- **Source text**:

****

Off-Chain Security: A Rising Reason For Recent Hacks?
By Ayesha Yousuf
Blockchain technology is bringing transformation to the whole system of digitization for industries. Blockchain supports transparency along with the concept of decentralisation. Transparency here suggests the idea that everyone present in the ecosystem can easily witness the public addresses of the accounts carrying out their transactions and deeds. However, since anonymity is one of the supreme functions of blockchain technology, people cannot figure out exactly who is behind that address. Here, transactions can be further broken down into “on-chain” and “off-chain” transactions.
On-Chain & Off-Chain Mechanism:
Many organisations have been using blockchain technology for managing storage of data either on-chain or off-chain. On-chain mechanism basically means that the beneficiary and the guarantee both are eligible to see the transaction done and everything from storage to execution is done on the blockchain. Off-chain does not necessarily mean that it is “not on blockchain” but instead is used to describe something which is not on a publicly accessible service.

****

- **Short exercise 1**:
Answer these questions from the article on off-chain security:
(a) Which two concepts does blockchain support?
(b) What makes it impossible to tell exactly who is behind a public address?
(c) What is the term "off-chain" used to describe?
- **Short exercise 2**: Carry on the article on off-chain security, beginning right after its final sentence.

****

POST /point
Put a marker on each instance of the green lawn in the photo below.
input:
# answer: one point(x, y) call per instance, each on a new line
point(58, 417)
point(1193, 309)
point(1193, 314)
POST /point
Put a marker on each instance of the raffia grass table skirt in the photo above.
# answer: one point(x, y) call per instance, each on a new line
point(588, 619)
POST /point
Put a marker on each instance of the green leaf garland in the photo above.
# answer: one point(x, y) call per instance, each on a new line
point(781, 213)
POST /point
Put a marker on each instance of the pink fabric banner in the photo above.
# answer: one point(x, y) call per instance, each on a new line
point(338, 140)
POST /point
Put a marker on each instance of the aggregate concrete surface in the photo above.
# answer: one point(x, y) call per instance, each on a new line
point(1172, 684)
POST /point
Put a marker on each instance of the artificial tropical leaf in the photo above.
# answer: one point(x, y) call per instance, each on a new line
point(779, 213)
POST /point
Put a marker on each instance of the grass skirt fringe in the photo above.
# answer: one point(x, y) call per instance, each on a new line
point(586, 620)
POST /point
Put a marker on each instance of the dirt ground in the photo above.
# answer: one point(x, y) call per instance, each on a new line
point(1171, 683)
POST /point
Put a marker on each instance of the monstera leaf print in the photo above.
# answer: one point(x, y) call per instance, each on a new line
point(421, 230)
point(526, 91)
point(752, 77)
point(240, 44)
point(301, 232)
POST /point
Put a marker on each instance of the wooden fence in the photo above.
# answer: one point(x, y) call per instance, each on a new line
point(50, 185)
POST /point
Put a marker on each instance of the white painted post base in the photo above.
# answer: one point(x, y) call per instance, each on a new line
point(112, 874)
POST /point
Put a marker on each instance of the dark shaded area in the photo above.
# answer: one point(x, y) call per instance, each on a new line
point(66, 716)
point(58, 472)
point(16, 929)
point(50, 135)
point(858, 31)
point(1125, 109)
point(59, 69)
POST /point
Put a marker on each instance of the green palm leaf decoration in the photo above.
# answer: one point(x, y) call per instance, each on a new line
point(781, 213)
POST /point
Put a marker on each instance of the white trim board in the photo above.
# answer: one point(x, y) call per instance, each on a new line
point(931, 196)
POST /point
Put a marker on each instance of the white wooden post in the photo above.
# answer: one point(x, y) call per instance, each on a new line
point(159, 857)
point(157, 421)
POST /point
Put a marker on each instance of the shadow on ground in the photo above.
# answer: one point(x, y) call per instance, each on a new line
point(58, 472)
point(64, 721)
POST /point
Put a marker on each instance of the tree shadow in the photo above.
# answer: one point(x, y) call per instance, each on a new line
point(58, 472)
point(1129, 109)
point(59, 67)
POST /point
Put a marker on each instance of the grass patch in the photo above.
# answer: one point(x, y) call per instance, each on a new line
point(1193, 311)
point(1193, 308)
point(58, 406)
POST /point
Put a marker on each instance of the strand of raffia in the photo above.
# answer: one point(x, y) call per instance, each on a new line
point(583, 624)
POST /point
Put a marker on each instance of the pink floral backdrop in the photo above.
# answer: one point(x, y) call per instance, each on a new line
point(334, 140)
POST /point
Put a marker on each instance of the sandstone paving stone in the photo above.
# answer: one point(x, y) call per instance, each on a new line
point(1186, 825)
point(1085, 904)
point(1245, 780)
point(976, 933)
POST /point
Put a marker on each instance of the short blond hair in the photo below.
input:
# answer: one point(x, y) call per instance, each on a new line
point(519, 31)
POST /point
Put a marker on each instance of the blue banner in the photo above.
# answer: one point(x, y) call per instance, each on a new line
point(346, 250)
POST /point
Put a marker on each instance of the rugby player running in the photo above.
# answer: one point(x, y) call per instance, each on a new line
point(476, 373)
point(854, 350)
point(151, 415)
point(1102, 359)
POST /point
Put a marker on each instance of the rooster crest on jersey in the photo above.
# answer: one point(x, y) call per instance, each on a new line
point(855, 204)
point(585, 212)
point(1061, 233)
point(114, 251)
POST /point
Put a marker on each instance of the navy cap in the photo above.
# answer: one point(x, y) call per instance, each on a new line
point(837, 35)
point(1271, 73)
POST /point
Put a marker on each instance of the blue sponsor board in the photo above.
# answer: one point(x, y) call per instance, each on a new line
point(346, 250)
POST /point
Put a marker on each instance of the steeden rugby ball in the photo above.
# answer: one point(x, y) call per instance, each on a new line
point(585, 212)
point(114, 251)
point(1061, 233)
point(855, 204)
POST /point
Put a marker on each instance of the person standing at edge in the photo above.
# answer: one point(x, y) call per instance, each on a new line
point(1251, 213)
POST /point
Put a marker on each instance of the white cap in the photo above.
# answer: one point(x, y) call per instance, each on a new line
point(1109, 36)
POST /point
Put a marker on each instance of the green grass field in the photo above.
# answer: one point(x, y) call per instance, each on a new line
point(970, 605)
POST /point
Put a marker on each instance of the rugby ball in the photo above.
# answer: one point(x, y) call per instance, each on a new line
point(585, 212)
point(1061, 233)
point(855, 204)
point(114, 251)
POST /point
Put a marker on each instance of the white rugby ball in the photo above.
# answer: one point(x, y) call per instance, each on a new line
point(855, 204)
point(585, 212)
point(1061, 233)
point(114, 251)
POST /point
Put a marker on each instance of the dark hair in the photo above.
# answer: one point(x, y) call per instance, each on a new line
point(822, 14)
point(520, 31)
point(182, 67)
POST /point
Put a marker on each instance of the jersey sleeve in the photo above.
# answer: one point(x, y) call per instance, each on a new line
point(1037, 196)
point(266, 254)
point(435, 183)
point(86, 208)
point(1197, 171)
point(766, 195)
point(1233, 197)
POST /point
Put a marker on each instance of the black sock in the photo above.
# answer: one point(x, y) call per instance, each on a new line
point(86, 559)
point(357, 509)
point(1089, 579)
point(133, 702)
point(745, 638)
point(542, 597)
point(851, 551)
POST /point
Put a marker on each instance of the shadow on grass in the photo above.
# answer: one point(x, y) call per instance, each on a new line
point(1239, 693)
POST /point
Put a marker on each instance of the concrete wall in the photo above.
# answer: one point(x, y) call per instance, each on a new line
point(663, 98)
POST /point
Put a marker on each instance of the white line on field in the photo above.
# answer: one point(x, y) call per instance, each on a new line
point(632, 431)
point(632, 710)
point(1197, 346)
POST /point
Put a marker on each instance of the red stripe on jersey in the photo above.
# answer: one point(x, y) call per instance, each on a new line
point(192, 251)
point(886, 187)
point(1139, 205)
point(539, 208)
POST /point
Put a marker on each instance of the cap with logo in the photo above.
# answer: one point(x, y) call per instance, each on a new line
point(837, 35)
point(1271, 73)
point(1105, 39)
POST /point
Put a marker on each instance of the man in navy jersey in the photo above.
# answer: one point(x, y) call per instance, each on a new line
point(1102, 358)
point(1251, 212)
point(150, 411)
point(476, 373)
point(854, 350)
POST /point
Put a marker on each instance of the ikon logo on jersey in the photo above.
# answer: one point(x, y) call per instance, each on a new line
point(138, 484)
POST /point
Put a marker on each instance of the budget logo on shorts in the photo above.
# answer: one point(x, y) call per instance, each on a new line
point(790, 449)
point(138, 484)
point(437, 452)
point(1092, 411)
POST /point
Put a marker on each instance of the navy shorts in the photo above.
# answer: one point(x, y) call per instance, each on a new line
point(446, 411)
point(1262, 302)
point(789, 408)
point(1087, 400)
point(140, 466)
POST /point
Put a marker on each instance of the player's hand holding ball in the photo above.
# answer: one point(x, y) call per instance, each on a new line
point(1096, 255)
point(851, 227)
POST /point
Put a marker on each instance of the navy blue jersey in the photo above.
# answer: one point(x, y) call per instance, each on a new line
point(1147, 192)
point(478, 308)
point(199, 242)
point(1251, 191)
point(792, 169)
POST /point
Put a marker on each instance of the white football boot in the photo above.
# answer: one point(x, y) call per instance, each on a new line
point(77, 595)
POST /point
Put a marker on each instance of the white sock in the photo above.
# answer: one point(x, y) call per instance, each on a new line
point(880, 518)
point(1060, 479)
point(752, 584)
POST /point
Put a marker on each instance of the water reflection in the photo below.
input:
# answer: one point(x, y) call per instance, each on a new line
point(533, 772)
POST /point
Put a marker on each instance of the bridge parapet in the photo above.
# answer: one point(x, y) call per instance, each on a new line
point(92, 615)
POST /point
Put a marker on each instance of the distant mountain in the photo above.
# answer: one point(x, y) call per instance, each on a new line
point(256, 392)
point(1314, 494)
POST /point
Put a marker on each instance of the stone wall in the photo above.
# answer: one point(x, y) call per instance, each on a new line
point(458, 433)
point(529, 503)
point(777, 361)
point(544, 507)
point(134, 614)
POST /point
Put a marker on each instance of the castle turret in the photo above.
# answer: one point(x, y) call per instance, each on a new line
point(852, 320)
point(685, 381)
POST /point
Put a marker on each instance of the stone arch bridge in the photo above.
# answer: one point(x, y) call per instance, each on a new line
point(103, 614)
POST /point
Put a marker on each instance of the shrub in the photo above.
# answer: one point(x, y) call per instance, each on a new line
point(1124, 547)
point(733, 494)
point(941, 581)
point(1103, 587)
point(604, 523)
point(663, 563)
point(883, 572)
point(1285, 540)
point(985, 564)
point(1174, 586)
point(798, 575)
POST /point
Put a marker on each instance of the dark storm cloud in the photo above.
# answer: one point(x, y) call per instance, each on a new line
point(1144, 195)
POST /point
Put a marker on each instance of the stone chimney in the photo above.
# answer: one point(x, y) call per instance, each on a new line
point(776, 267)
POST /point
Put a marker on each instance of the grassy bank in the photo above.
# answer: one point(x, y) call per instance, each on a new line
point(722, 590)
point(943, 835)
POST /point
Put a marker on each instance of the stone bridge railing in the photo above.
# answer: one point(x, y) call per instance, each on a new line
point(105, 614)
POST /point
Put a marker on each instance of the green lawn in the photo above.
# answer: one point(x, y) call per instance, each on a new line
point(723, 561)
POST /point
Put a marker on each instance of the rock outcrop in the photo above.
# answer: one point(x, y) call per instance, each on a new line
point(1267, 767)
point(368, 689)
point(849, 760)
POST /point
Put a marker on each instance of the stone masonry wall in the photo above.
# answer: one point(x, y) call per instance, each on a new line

****

- **Reply 1**:
(a) Transparency and decentralization.
(b) Anonymity, which is one of the supreme functions of blockchain technology.
(c) Something that is not on a publicly accessible service.

- **Reply 2**:
Typically, an on-chain transaction is validated when all the nodes affirm the transaction on the public ledger. Being transparent and decentralised, this phenomenon consumes a huge amount of time. The particulars of each transaction is published on the blockchain to be closely looked into and then it is confirmed and executed. This creates a delay, due to which the users can shift towards an off-chain mechanism. On-chain transactions also require high gas fees to execute the relevant tasks, further motivating users to switch towards off-chain transactions.
An off-chain transaction deals with values outside the blockchain and can be completed using a lot of methods. To carry out any kind of transaction, both functioning entities should first be in agreement, after that a third-party comes into the picture to validate it. In order to leverage the implementations the parties have to buy coupons in exchange with cryptocurrency. Here the coupons of the related protocols work differently. The details for the coupons are shared with the third party who claims them. Transaction speed, relative to on-chain, is comparatively faster along with much fewer gas fees.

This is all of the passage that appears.